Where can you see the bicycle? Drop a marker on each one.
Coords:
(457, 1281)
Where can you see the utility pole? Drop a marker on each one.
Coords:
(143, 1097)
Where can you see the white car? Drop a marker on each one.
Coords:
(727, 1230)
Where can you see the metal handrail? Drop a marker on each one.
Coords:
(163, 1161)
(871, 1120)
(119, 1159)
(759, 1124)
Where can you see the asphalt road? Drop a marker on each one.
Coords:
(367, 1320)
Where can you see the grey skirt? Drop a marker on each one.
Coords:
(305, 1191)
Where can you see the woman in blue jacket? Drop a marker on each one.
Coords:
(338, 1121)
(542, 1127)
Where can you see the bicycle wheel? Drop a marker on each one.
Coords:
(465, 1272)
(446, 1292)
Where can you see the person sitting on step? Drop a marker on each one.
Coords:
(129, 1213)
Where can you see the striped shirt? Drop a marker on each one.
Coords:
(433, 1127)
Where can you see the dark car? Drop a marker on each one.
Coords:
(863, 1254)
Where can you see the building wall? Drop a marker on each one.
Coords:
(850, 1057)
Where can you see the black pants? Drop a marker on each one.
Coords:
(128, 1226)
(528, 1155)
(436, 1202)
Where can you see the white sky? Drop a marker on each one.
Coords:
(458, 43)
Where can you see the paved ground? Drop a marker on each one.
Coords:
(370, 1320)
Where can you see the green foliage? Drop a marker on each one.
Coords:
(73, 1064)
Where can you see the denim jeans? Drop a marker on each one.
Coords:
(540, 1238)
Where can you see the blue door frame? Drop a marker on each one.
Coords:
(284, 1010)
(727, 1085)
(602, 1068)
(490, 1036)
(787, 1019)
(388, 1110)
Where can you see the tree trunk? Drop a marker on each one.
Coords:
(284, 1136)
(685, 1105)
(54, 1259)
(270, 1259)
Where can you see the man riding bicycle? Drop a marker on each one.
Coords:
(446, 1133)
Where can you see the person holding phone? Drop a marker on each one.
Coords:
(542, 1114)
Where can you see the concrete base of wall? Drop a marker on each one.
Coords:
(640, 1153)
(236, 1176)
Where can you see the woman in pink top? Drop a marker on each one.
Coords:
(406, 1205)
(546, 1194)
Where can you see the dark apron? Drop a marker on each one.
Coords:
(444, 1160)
* * * * *
▸ **Aim**: Could you output every line of the material above verbatim, from the first line through the last, with nothing altered or left out?

▸ **Solution to the problem**:
Where can you see the bicycle? Drop a marker on each one.
Coords:
(457, 1281)
Where can you see the utility pole? Drop a marker on each one.
Coords:
(143, 1097)
Where can you see the white car? Drop a marker on each one.
Coords:
(727, 1230)
Where can you see the metal handrail? Drop a marker on each one.
Coords:
(163, 1161)
(871, 1120)
(119, 1159)
(759, 1124)
Where can you see the asphalt road? Drop a marker on each one.
Coords:
(367, 1320)
Where can you see the grey skirt? Drop a marker on each one.
Coords:
(305, 1191)
Where can you see the woman in blue jacket? Drop a marker on each one.
Coords:
(338, 1121)
(542, 1127)
Where can you see the bicycle wheel? Drop a marker on each one.
Coords:
(465, 1272)
(446, 1292)
Where can you see the person sitting on step? Drop a marker on each one.
Coords:
(129, 1213)
Where can you see the striped shirt? Drop a marker on each one.
Coords:
(433, 1127)
Where can you see the dark car? Drop a marker on each one.
Coords:
(863, 1254)
Where can you see the building wall? Drop a marker on each one.
Coords:
(850, 1057)
Where can you see the black pants? Drop a marker on each one.
Coords:
(128, 1226)
(528, 1155)
(436, 1202)
Where can you see the white sky? Drop a marker on each one.
Coords:
(458, 43)
Where can you see the paved ground? Drop a marker on each one.
Coords:
(370, 1320)
Where can you see the green foliage? Drop a marker on each one.
Coords:
(73, 1064)
Where can you see the denim jeans? Drop a marker on each one.
Coords:
(540, 1238)
Where can you see the blue door frame? Drop a marker on each one.
Coords:
(284, 1010)
(727, 1085)
(602, 1068)
(490, 1036)
(787, 1019)
(388, 1110)
Where can you see the tree trunk? Drop a marker on each one.
Coords:
(284, 1136)
(685, 1105)
(54, 1259)
(270, 1259)
Where can you see the man riding bicycle? Drop a marker on each one.
Coords:
(446, 1133)
Where can you see the person holding phone? Drop a marker on each one.
Coords:
(542, 1114)
Where can you see the concrete base of wall? Drop a marker on each one.
Coords:
(640, 1153)
(236, 1176)
Where can you see the woman in pink top? Drop a marker on each one.
Coords:
(406, 1205)
(546, 1194)
Where can you see the dark apron? Drop a marker on each one.
Coords:
(444, 1160)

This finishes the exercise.